This initiative aims to develop dominant tactical autonomy for multi-ship, beyond visual range (BVR) air combat missions. The AIR program is a significant step forward in autonomous air warfare, building on the successes of DARPA’s previous Air Combat Evolution (ACE) program, which focused on within-visual-range (WVR) engagements.
From Dogfighting to Beyond Visual Range Combat
The ACE program made headlines in August 2020 when an AI-driven system defeated a human Lockheed F-16 pilot in a virtual dogfight. The competition featured AI teams from industry and academia, with Heron Systems emerging as the winner by scoring five kills against zero for the human pilot. The program demonstrated that AI could outmaneuver human pilots in close-range combat, paving the way for greater autonomy in future air combat scenarios.
Building on ACE’s success, DARPA is now shifting its focus to BVR air combat, where engagements occur at distances beyond human visual perception, relying on radars, electronic warfare (EW), and sensor fusion. The AIR program will push AI autonomy to the next level by enabling real-time, AI-driven decision-making in dynamic, contested airspace.
The Vision for the AIR Program
DARPA’s Tactical Technology Office released a Broad Agency Announcement (BAA) in November 2022, seeking industry expertise to develop tools for achieving “dominant tactical autonomy.” According to DARPA, tactical autonomy refers to AI-driven systems operating with delegated human authority to execute short-term, mission-critical actions within a larger strategic vision.
The primary objective of AIR is to develop an AI-driven air combat capability that seamlessly integrates with existing sensors, electronic warfare systems, and weapons. This integration will enable autonomous systems to function effectively in highly dynamic and realistic combat scenarios, executing advanced tactics and strategies with precision. By leveraging cutting-edge AI, AIR aims to enhance decision-making speed, adaptability, and operational effectiveness, ensuring that autonomous combat systems can respond to evolving threats in real-time.
The AIR program will initially develop and test AI-driven autonomy solutions on manned F-16 testbeds. Once these autonomous systems prove effective in BVR engagements, they will transition to unmanned combat aerial vehicles (UCAVs), ensuring that AI-driven combat capabilities extend to next-generation warfighting platforms. This phased approach allows for rigorous testing, validation, and optimization of AI combat algorithms in real-world conditions. The ultimate goal is to create an AI-powered air combat system that integrates seamlessly with current military assets, operates effectively in complex battle environments, and rapidly evolves through continuous software iterations, maintaining a decisive edge over emerging threats.
────────────────────────────────────────
• SET EXERCISE A:
List every abbreviation that the passage on DARPA's AIR program defines, along with its full form as given there.
────────────────────────────────────────
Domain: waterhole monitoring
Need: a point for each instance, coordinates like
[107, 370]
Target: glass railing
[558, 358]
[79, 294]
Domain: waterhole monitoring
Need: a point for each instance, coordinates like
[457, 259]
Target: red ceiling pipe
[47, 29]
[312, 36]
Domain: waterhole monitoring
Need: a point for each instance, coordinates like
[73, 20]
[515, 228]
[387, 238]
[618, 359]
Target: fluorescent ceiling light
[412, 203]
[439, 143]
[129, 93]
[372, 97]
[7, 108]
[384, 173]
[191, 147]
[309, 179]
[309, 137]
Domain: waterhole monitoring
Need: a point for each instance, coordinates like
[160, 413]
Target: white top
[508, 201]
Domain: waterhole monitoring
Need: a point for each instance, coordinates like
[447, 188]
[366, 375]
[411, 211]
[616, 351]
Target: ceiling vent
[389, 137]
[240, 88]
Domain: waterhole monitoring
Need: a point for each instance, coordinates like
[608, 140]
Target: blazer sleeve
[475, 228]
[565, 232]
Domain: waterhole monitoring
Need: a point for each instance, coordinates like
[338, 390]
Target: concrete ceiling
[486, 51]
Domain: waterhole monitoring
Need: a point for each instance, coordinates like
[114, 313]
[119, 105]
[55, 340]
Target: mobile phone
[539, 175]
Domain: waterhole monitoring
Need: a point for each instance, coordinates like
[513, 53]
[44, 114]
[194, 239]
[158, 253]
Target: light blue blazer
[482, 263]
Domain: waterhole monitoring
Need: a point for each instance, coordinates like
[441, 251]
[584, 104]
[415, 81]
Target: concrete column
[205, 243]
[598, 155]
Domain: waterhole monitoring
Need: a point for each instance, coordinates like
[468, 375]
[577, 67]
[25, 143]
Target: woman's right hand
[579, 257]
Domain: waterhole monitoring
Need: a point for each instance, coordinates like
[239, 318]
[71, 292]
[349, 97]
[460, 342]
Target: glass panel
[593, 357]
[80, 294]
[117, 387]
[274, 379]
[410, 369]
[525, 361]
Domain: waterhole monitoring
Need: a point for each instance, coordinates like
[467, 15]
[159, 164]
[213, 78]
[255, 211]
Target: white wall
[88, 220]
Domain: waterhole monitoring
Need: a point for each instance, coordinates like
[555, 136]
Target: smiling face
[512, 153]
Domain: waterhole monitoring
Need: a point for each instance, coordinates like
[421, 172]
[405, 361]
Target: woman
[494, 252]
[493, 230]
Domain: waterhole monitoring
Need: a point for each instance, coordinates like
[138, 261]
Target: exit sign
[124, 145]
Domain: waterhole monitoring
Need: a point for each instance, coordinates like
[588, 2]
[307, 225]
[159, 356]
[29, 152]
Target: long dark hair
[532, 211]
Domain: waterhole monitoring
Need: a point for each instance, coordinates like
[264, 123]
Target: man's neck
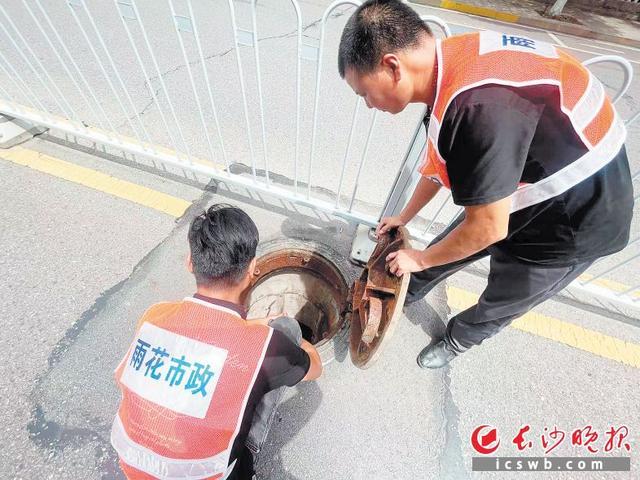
[233, 295]
[423, 68]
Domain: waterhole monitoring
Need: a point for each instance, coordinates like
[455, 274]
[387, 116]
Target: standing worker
[200, 384]
[528, 143]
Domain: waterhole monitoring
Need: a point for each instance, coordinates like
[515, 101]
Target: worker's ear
[252, 268]
[391, 64]
[189, 263]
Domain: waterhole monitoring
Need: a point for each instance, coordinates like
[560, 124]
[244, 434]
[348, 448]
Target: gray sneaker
[436, 356]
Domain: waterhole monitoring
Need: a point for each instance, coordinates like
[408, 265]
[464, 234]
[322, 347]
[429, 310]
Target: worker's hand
[265, 320]
[406, 260]
[387, 223]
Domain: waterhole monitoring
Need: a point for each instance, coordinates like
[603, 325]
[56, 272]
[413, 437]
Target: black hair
[376, 28]
[223, 242]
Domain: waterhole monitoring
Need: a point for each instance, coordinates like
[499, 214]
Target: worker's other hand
[266, 320]
[406, 260]
[387, 223]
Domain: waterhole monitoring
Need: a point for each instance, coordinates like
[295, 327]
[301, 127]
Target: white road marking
[601, 48]
[557, 40]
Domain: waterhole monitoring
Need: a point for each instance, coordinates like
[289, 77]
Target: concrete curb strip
[543, 23]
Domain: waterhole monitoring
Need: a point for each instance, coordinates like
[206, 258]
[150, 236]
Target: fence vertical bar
[347, 151]
[44, 70]
[154, 95]
[256, 52]
[234, 25]
[115, 70]
[162, 84]
[314, 125]
[298, 87]
[364, 158]
[12, 77]
[102, 69]
[75, 65]
[62, 62]
[30, 65]
[206, 78]
[193, 84]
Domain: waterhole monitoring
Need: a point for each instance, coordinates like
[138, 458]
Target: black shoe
[436, 356]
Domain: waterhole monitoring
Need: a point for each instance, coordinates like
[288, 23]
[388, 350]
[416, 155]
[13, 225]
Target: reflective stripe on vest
[149, 462]
[185, 384]
[476, 59]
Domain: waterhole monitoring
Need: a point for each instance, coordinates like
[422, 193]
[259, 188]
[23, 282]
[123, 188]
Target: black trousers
[513, 289]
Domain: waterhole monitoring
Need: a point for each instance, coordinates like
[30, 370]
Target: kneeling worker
[200, 383]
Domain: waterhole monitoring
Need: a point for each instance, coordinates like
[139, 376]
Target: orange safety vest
[482, 58]
[185, 384]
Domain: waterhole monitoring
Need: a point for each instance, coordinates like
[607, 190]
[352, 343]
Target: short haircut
[223, 242]
[376, 28]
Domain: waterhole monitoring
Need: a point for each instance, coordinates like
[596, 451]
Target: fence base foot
[14, 131]
[363, 244]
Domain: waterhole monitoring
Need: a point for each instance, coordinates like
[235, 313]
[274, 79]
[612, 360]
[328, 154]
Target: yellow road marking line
[480, 11]
[97, 181]
[559, 331]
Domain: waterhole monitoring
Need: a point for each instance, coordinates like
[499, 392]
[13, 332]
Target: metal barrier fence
[93, 51]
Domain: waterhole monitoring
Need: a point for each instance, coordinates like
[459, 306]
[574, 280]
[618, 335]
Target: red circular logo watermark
[485, 439]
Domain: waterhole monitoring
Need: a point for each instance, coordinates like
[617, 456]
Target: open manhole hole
[308, 286]
[305, 285]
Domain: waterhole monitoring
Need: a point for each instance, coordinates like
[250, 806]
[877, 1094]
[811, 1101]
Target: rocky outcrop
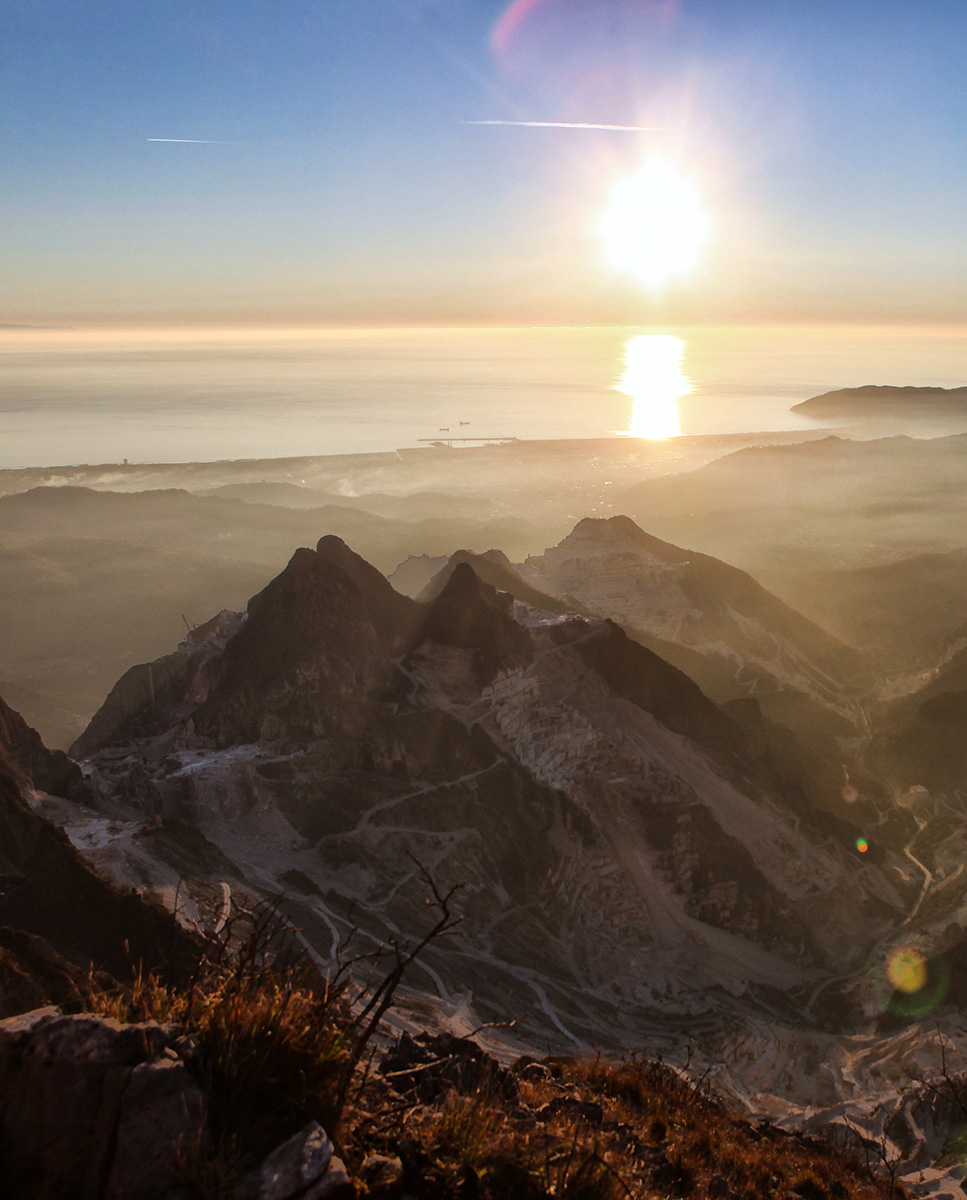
[710, 621]
[578, 789]
[48, 891]
[24, 753]
[95, 1110]
[469, 615]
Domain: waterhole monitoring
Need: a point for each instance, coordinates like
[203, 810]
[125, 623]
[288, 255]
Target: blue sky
[338, 183]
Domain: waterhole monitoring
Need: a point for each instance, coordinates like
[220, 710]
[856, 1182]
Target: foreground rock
[95, 1110]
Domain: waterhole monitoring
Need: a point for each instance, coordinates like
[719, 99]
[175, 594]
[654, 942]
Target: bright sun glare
[654, 379]
[654, 225]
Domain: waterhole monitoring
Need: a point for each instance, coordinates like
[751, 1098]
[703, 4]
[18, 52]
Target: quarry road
[385, 805]
[877, 947]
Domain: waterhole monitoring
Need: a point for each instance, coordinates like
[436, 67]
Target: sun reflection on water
[654, 381]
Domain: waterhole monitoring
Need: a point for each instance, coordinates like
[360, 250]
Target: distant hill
[860, 401]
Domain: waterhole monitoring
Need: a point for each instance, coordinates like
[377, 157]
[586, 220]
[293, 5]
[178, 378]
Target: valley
[696, 803]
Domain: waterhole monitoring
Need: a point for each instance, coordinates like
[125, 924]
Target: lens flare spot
[654, 225]
[906, 970]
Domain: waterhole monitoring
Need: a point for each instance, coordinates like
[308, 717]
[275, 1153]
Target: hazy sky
[336, 179]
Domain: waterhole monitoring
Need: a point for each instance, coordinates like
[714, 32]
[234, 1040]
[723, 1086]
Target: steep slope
[52, 895]
[920, 736]
[92, 582]
[626, 858]
[900, 613]
[710, 619]
[822, 504]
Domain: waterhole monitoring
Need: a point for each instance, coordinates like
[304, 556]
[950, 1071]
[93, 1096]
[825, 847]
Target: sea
[104, 396]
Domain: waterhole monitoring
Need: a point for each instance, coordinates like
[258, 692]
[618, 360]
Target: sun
[654, 225]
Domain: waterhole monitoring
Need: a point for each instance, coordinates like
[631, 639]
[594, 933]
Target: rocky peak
[304, 661]
[391, 613]
[496, 569]
[470, 615]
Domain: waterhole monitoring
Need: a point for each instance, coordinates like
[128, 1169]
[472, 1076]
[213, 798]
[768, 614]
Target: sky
[330, 171]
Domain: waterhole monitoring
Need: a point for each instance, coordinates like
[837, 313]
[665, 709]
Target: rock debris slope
[628, 861]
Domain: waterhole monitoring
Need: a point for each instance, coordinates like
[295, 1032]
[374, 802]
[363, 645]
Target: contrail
[574, 125]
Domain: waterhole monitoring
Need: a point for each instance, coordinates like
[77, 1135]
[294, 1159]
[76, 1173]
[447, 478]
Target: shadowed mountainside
[588, 795]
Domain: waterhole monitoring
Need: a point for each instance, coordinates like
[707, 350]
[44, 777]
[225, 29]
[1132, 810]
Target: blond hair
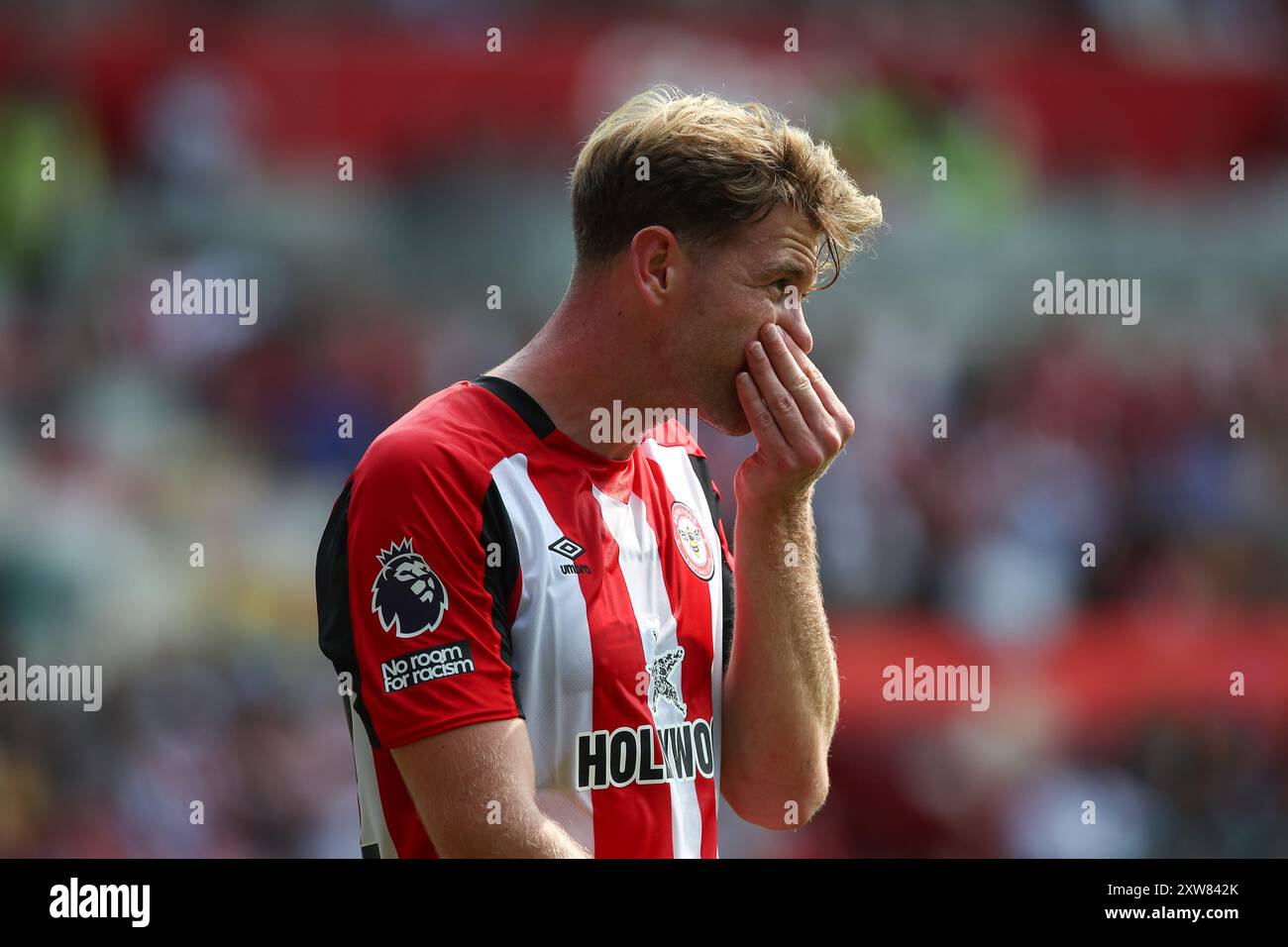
[711, 165]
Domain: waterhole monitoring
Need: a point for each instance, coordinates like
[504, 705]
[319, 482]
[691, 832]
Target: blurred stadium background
[1108, 684]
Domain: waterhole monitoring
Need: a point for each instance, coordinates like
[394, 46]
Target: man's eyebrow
[790, 268]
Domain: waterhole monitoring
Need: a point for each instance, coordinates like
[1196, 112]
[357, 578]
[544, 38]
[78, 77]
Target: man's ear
[657, 264]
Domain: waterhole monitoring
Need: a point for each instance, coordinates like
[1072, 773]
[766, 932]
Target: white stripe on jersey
[684, 486]
[374, 828]
[642, 569]
[557, 669]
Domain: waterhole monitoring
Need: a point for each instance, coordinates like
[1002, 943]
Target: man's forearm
[781, 694]
[527, 835]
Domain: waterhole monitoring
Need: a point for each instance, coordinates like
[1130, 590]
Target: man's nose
[794, 324]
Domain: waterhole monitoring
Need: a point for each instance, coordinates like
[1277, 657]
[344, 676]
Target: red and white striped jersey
[483, 566]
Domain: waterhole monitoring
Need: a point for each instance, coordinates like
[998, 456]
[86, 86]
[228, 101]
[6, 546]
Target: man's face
[737, 289]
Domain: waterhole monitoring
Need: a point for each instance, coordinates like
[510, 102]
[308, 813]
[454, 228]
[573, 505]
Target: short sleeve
[423, 549]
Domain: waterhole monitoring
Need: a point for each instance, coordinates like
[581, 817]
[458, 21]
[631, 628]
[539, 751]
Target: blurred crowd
[220, 731]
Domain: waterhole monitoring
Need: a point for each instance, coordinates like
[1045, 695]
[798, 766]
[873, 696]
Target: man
[536, 621]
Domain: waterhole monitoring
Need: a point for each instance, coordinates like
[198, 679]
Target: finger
[795, 379]
[760, 418]
[781, 402]
[828, 397]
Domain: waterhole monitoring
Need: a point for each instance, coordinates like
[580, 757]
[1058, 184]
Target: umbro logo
[570, 551]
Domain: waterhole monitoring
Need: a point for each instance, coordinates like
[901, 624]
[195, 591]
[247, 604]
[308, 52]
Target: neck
[580, 364]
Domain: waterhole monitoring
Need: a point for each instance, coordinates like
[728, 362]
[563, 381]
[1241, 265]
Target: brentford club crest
[692, 541]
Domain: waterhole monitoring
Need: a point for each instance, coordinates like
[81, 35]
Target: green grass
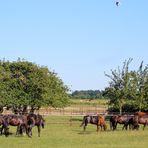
────────────────────────────────────────
• SET EXERCISE B:
Find each line in the entries containing the string "blazer" and copy those lines.

• WRITTEN SOLUTION A:
- BVR: beyond visual range
- ACE: Air Combat Evolution
- WVR: within-visual-range
- EW: electronic warfare
- BAA: Broad Agency Announcement
- UCAVs: unmanned combat aerial vehicles

• WRITTEN SOLUTION B:
Target: blazer sleeve
Target: light blue blazer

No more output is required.